> [EXERCISE TEXT]
The world relies on minerals and metals for constructing roads and bridges, building shelter, and even to power our watches and smartphones. But while mining has economic benefits, it also has adverse effects on the ecosystem, some of which are the following:

  • Ground, water, and air contamination and pollution
  • Deforestation and soil erosion
  • Destruction of biodiversity
  • Soil compaction
  • Soil nutrient depletion

14. Rapid Urbanization

Rapid population growth usually leads to urbanization, which in turn gives rise to several environmental problems, including urban heat, heat islands, human intrusion and encroachment on natural habitat, flooding, and air pollution, among others.

15. Improper Waste Management

“There is no such thing as ‘away,’” said Annie Leonard. “When we throw something away it must go somewhere.”

As mentioned previously, 91 percent of the world’s plastic waste isn’t being recycled. Rather, it ends up languishing in landfills or in incinerators which, in either case, contributes greenhouse gas emissions. Simply put, the world is creating more trash than it can handle. Several developed countries, including Canada, have even come under fire for shipping tons of their recyclable and non-recyclable waste to developing nations such as Malaysia, Indonesia, and the Philippines.

16. Air Pollution and Public Health

Urban areas in China have been put on the global spotlight recently for being badly hit by air pollution. Aside from the unsightly appearance of grey smog blanketing the urban landscape, air pollution also poses a respiratory hazard to inhabitants. The adverse health effects of air pollution are so great and widespread that the World Health Organization has labeled it the world’s largest environmental health threat.

17. Industrial Agriculture

According to environmentalists, large-scale factory farming is not only deleterious to human health (due to pesticide toxicity, water pollution, and antibiotic resistance), it is harmful to the environment too. Some of the ecological impacts of modern agriculture include soil erosion, acidification, soil nutrient depletion, and biodiversity loss.

18. Wildfires

The hot, dry summer months are often notorious for sparking wildfires which, if uncontrolled, can spread over hundreds of thousands of acres, such as what happened in the 2018 Butte County Wildfire in California, which claimed 85 lives.

While forest fires can start from something as simple as the sun’s heat or a spark, majority of wildfires are actually caused by human activity, such as cigarette-smoking, campfires, even arson. Effects of wildfires on the environment are varied and include air pollution, loss of wildlife, and loss of forest cover.

> [DATASET EXCERPTS]
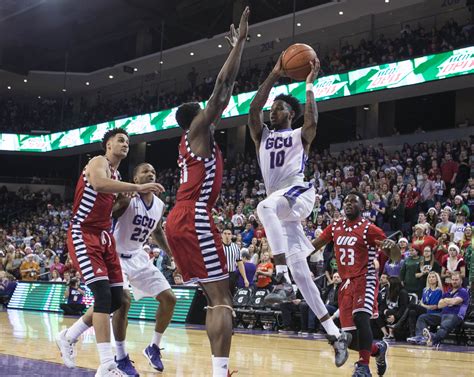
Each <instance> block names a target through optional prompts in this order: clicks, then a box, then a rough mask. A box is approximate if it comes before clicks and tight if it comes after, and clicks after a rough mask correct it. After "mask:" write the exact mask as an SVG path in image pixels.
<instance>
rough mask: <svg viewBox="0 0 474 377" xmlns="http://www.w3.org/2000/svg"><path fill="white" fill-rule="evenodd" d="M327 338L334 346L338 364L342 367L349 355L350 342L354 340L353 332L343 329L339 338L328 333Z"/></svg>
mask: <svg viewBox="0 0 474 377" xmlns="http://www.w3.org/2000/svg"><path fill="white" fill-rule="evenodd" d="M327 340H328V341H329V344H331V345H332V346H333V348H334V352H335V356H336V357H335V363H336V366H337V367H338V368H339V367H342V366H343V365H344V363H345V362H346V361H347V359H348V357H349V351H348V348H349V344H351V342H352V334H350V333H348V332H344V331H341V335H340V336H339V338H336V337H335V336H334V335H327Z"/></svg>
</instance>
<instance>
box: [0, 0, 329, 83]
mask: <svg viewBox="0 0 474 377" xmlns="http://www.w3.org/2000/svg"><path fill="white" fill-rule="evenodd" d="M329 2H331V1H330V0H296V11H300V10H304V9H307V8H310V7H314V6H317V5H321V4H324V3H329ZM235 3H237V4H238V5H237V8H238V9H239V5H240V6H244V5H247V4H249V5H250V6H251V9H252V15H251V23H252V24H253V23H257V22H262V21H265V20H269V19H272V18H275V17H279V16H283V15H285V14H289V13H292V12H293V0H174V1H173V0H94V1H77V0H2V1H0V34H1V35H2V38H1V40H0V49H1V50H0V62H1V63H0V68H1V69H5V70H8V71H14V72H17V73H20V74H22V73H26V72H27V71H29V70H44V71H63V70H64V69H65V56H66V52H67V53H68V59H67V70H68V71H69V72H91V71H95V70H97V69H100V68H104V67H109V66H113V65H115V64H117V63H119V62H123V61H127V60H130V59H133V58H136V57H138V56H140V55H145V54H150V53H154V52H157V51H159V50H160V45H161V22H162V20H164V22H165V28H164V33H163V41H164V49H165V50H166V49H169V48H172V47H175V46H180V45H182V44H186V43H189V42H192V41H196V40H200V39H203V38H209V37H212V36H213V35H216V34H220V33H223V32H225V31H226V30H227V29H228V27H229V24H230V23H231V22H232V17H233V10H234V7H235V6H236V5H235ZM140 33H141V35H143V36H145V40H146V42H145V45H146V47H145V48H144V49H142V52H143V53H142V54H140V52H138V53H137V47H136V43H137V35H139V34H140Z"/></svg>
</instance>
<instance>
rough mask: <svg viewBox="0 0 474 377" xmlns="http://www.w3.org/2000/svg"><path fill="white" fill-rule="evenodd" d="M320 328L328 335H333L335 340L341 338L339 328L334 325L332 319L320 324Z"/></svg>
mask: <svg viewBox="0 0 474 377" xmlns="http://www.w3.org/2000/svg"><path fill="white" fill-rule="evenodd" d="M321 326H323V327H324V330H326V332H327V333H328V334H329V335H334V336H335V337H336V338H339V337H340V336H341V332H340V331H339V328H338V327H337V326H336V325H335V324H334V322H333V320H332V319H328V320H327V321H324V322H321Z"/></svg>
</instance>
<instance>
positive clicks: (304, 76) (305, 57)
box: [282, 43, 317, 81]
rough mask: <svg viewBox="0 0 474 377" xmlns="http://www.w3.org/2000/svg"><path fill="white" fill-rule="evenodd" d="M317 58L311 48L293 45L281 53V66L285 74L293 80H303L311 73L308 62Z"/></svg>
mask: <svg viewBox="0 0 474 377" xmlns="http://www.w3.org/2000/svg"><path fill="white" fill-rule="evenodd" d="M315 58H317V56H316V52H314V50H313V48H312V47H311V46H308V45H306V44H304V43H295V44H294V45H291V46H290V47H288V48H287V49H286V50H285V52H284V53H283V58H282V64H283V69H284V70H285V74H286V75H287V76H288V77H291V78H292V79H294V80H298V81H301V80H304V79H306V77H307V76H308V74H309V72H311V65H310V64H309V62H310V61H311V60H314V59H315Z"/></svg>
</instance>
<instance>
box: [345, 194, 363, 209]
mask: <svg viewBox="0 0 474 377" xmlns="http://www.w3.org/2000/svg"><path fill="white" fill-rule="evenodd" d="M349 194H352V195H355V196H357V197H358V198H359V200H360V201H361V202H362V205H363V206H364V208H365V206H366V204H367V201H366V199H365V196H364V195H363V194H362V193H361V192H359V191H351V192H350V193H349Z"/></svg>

> [PROBLEM STATEMENT]
According to the environmental issues text, what has the World Health Organization labeled air pollution? The items are unrelated to the text and stand on their own.

> [TASK SOLUTION]
The world's largest environmental health threat.